Exercise aim -
Only the lines from the start of the data through the one containing "Target: pile of branches" belong in your answer; return them exactly.

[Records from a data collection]
------------------------
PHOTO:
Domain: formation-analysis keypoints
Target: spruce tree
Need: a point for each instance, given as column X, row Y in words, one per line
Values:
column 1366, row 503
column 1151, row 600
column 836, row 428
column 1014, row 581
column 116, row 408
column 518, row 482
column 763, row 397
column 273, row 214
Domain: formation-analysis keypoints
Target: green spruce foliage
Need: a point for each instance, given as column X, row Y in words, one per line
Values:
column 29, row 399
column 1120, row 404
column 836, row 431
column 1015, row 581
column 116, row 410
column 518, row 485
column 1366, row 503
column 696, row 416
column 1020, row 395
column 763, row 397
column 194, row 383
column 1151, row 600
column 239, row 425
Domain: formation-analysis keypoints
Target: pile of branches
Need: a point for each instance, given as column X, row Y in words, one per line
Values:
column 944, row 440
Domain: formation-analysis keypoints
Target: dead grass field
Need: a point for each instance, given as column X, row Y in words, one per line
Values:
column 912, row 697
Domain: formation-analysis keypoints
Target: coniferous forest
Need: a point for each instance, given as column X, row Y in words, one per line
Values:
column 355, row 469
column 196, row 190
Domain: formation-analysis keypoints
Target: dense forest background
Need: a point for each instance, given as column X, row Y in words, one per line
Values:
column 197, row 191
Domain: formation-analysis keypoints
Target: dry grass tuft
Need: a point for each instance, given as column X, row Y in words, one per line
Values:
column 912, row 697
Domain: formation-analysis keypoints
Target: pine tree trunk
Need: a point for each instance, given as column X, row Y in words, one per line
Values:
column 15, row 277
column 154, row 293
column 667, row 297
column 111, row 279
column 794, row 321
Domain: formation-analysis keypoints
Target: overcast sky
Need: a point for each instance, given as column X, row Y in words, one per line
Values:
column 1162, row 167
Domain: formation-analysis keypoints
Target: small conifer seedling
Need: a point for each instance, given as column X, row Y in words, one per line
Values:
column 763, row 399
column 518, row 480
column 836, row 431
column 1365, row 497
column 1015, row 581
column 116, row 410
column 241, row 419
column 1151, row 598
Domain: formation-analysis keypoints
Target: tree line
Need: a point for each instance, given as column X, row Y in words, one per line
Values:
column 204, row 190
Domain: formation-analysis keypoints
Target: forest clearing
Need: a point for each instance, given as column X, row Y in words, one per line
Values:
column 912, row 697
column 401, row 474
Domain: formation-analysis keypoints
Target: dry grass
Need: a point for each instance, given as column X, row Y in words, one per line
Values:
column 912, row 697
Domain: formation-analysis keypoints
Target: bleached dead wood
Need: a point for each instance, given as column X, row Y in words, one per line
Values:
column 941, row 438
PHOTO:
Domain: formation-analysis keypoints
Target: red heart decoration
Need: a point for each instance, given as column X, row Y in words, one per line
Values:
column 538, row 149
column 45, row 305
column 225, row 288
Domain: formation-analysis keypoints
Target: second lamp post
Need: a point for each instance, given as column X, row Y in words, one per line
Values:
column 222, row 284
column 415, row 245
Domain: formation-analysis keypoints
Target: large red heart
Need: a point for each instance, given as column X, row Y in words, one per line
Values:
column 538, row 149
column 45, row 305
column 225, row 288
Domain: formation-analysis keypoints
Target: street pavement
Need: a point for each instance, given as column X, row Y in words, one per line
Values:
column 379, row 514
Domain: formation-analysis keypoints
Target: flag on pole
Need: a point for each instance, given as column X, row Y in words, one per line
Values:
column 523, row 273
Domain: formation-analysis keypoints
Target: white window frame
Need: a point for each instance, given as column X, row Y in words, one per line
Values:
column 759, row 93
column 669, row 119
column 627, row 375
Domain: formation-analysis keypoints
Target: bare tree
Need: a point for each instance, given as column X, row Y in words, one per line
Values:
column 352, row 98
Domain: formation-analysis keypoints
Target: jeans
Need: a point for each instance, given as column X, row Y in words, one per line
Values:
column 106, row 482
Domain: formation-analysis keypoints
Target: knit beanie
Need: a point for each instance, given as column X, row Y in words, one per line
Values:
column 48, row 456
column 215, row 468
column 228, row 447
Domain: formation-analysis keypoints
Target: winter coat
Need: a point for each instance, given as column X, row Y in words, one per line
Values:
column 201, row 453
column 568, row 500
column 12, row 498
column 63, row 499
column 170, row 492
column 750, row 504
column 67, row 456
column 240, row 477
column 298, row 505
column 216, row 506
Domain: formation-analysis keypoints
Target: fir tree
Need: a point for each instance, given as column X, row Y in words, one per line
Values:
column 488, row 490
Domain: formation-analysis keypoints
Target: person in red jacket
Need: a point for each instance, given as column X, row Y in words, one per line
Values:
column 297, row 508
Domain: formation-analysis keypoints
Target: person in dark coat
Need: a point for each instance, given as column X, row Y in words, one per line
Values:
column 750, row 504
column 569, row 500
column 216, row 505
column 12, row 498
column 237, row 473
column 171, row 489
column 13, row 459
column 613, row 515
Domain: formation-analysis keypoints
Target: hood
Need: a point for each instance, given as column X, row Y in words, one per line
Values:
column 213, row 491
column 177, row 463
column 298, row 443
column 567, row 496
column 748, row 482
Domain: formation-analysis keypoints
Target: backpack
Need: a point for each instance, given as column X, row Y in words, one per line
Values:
------------------------
Result of the task -
PHOTO:
Domain: formation-analysis keypoints
Target: spruce tree
Need: a point for each instance, given as column X, row Y in words, one per line
Values:
column 1366, row 503
column 1151, row 600
column 836, row 428
column 1014, row 581
column 116, row 408
column 518, row 482
column 763, row 397
column 273, row 214
Domain: formation-analysis keypoints
Target: green spruce foliage
Need: a point for each instance, given as column X, row Y in words, one per line
Values:
column 29, row 399
column 1120, row 404
column 836, row 431
column 1015, row 581
column 116, row 410
column 518, row 485
column 1366, row 503
column 696, row 416
column 1020, row 395
column 763, row 397
column 194, row 383
column 1151, row 600
column 239, row 425
Domain: formation-analysis keypoints
Target: pile of branches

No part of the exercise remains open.